> Your task: Copy the items between the line holding "instance of clear" and the line holding "588 357 1077 415", inclusive, reproducing them unchanged.

## Start Records to use

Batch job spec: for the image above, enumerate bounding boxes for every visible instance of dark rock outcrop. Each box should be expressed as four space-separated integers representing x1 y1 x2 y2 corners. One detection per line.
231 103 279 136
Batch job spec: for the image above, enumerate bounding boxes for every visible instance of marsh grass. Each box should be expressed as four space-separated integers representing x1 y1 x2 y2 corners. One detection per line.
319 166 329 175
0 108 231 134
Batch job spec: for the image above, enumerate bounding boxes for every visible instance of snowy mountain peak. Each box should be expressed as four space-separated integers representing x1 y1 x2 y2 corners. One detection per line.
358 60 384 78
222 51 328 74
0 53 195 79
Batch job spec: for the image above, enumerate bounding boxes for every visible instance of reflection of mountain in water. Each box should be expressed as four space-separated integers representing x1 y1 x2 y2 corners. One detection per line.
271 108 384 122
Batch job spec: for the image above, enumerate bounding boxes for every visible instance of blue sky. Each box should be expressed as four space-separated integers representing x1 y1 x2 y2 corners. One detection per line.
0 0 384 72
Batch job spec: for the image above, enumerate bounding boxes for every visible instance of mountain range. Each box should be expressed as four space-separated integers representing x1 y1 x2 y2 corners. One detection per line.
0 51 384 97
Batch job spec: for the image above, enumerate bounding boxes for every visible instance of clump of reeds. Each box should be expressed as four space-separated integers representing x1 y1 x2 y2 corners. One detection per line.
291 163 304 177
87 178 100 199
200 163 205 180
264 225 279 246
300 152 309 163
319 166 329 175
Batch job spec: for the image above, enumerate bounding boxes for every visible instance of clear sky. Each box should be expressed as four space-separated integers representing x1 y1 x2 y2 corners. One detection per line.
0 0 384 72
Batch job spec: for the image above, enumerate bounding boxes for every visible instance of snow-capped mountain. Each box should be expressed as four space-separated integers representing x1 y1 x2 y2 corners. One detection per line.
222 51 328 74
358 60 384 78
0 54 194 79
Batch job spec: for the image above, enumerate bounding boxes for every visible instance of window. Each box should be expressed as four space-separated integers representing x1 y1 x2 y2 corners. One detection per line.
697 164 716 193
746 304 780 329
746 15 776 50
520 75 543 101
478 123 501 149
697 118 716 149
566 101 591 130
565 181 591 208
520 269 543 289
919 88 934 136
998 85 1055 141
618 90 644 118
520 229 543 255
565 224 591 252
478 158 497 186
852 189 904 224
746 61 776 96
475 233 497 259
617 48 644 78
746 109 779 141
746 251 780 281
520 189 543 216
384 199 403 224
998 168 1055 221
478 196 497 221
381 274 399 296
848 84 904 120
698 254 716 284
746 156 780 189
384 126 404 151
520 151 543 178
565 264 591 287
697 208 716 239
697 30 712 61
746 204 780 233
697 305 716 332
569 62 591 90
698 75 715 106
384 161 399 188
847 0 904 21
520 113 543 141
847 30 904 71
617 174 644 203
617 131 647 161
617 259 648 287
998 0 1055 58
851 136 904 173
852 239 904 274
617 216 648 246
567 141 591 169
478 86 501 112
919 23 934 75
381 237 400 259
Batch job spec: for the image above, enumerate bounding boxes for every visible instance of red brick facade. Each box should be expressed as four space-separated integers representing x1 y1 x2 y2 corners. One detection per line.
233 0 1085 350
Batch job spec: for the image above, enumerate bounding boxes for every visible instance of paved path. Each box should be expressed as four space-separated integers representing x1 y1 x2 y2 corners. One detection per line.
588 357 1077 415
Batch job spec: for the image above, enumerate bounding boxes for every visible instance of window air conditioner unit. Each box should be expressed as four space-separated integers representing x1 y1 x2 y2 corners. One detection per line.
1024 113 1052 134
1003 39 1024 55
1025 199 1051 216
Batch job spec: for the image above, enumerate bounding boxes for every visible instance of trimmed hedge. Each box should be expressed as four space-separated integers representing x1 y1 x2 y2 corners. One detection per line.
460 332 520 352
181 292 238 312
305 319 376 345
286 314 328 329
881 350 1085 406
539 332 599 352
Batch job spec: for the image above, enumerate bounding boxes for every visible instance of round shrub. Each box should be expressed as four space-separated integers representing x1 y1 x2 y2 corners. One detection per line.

## End Records to use

> Result for this task:
Batch job spec: for the image above, enumerate bounding boxes for every visible instance of clear sky. Each box should be expressed as four space-separated integers representing x1 y1 x2 y2 corners. One detection per line.
0 0 384 72
Batch job spec: for the image above, enumerate bounding boxes for every visible instance of snow-capped mountain. Each box should be expressed as four space-separated integers representing x1 y1 x2 y2 corners. One detection per line.
222 51 328 74
358 60 384 78
0 54 194 79
Batch job spec: for the image above, enumerate bounding boxes for every visible instance of window. Each box should be expressed as four space-separated integers representing x1 y1 x2 y2 corners. One detection per line.
697 164 716 193
746 304 780 329
746 15 776 50
520 75 543 101
478 123 501 149
697 118 716 149
566 101 591 130
565 181 591 208
520 269 543 289
919 88 934 136
998 85 1055 141
618 90 644 118
520 229 543 255
565 224 591 252
478 158 497 186
852 189 904 224
746 61 776 96
475 233 497 259
617 48 644 78
746 109 779 141
746 251 780 281
520 189 543 216
384 199 403 224
998 168 1055 221
478 196 497 221
381 274 399 296
848 84 904 120
698 254 716 284
746 156 780 189
384 126 404 151
520 151 543 178
565 264 591 287
697 208 716 239
697 30 712 61
746 204 780 233
697 305 716 332
569 62 591 90
698 75 715 106
384 161 399 188
847 0 904 21
520 113 543 141
847 30 904 71
617 174 644 203
617 131 647 161
617 259 648 287
998 0 1055 58
851 136 904 173
852 239 904 274
617 216 648 246
567 141 591 169
478 86 501 112
919 23 934 75
381 237 400 259
Batch job spec: for the image above, enumerate bounding boxes for every visible instance of red brick facade. Each box should be expressed as four space-separated integers representing x1 y1 x2 y2 corners. One detection per line.
233 0 1085 350
Batch job spec: for the image above, enumerate bounding boxes for every visible instance of paved path. Each box should be expressed as four space-separated integers representing x1 y1 x2 y2 corners. One detection per line.
588 357 1077 415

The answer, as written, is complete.